The different personalities of the authors of literary pieces also represent a significant aspect that generates the multiple variances between the representation of desperation and comfort themes. Kate Chopin’s “Story of an Hour” indicates an ironical, almost cynical personality, because she drove her character to going happily insane over her husband’s death while killing, making her dye of heart of desperation when she realized her spouse was still alive. Thomas Dylan’s desperation of fervently resisting “the dying of the light” indicates a determined life-loving, seize the moment personality, while Emily Dickenson’s comfort in accepting death translates a nostalgic and dreamy personality. For Bierce, the comfort of loving memories beats the desperation of the present and this indicates a positive personality, in contrast with Path’s pessimist, negativist personality, as she sees going old as something ugly and sad. Henry Ibsen’s realism and self-awareness personality is vividly portrayed in his character, Nora, who leaves her husband when she understands that he loves his reputation more than her, overpassing the desperate moments of contemplating suicide for embracing a new life alone. The feminist nature of “Trifle” is expressed in the desperation reflected through her character, Mrs. Wright, who feels chained like a bird in a cage. The bitterness and negativist personality of Margaret Atwood makes her mock the comfort of an envisioned perfect relationship by creating multiple additional endings to a love story, none of them happy.
Works Cited
Atwood, Margaret. Happy Endings. Accessed 6 December 2014, available at http://web.ics.purdue.edu/~rebeccal/lit/238f11/pdfs/HappyEndings_Atwood.pdf. N.d. Web.
Bierce, Ambrose. An Occurrence at Owl Creek Bridge. Accessed 6 December 2014, available at http://www.eastoftheweb.com/short-stories/UBooks/OccOwl.shtml. N.d. Web.
Chopin, Kate. The Story of An Hour. Accessed 6 December 2014, available at http://www.vcu.edu/engweb/webtexts/hour/. 1894. Web.
Dickinson, Emily. Because I Could Not Stop for Death. Accessed 6 December 2014, available at http://www.online-literature.com/dickinson/443/. N.d. Web.
Glaspell, Susan. Trifles. Accessed 6 December 2014, available at https://owl.english.purdue.edu/owl/resource/747/01/. N.d. Web.
Ibsen, Henrik. A Doll’s House. Maryland: Senerity Publishers. 2009. Print.
Plath, Sylvia. Mirror. Accessed 6 December 2014, available at https://allpoetry.com/poem/8498499-Mirror-by-Sylvia-Plath. N.d. Web.
Thomas, Dylan. “Do Not Go Gentle into That Good Night”. Poems. 1953. New Directions Publishing Corporation. Print.

○ ○ ○

**What the task requires**
Copy the essay passage word for word, everything from "Ibsen, Henrik. A" down to "Publishing Corporation. Print.".

[Dataset entries]
○ ○ ○

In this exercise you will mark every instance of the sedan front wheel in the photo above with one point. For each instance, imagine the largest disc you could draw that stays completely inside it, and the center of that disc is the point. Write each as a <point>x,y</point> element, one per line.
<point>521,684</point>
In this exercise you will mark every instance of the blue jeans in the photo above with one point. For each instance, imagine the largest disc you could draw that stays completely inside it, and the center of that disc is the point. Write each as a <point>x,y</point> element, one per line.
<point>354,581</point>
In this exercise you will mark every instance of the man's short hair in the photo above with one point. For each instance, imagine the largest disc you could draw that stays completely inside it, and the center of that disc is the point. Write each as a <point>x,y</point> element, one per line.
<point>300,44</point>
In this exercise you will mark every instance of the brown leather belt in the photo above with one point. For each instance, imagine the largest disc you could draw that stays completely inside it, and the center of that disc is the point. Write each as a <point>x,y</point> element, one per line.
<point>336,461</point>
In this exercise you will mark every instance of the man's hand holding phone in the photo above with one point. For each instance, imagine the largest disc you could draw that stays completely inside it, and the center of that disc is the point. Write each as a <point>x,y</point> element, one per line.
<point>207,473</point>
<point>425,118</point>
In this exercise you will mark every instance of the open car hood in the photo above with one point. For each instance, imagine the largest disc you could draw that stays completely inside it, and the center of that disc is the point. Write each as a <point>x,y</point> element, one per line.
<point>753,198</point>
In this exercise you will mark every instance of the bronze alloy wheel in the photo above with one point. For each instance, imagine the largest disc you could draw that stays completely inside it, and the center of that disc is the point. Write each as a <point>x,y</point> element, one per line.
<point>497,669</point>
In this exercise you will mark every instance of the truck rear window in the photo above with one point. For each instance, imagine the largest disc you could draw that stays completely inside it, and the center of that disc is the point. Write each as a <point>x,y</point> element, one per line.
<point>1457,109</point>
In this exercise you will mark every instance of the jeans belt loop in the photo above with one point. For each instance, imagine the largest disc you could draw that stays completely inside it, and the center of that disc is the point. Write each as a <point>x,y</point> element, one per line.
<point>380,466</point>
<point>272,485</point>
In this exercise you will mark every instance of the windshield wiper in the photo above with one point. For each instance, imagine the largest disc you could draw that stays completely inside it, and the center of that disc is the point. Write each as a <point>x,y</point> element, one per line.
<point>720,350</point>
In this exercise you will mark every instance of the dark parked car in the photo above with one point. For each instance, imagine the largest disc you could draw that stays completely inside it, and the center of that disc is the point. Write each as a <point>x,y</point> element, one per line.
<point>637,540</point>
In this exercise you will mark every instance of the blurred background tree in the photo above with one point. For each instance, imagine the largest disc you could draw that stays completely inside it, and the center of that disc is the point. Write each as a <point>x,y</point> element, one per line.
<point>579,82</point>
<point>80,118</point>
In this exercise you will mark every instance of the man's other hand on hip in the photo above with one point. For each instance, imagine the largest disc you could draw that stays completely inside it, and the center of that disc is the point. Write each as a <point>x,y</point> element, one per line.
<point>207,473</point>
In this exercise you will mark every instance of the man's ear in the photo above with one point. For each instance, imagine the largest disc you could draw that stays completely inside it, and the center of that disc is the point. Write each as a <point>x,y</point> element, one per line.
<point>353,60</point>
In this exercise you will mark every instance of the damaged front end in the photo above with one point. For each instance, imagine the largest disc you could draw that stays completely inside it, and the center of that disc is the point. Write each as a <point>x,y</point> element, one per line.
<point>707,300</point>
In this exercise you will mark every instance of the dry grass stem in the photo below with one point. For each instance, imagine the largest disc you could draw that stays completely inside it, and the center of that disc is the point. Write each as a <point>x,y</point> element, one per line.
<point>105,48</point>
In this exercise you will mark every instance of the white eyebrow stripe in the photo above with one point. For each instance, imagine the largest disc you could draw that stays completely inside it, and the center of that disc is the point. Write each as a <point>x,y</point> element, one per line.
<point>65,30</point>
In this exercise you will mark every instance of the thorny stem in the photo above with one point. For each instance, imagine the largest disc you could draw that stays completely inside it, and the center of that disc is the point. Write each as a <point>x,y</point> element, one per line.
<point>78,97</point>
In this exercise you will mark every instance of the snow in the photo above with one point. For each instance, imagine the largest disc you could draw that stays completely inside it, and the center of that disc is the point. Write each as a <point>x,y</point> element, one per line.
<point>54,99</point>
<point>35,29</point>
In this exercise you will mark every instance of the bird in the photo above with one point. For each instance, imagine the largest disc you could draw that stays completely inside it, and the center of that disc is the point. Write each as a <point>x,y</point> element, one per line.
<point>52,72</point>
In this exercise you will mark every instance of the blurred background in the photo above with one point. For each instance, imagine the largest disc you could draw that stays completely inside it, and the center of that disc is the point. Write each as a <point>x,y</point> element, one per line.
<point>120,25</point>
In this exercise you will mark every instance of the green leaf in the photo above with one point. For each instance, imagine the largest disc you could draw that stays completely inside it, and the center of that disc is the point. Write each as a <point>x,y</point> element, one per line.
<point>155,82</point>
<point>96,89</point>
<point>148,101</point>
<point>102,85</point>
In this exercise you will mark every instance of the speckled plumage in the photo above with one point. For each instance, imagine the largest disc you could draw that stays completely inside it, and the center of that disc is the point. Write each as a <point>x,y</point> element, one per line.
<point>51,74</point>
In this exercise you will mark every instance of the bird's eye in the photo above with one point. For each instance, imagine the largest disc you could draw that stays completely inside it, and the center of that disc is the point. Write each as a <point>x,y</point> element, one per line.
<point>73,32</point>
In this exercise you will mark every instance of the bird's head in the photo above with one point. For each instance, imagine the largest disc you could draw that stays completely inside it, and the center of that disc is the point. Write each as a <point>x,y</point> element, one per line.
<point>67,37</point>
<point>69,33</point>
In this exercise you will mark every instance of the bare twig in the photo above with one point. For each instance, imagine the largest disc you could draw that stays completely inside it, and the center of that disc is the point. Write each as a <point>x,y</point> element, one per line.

○ ○ ○

**Answer**
Ibsen, Henrik. A Doll’s House. Maryland: Senerity Publishers. 2009. Print.
Plath, Sylvia. Mirror. Accessed 6 December 2014, available at https://allpoetry.com/poem/8498499-Mirror-by-Sylvia-Plath. N.d. Web.
Thomas, Dylan. “Do Not Go Gentle into That Good Night”. Poems. 1953. New Directions Publishing Corporation. Print.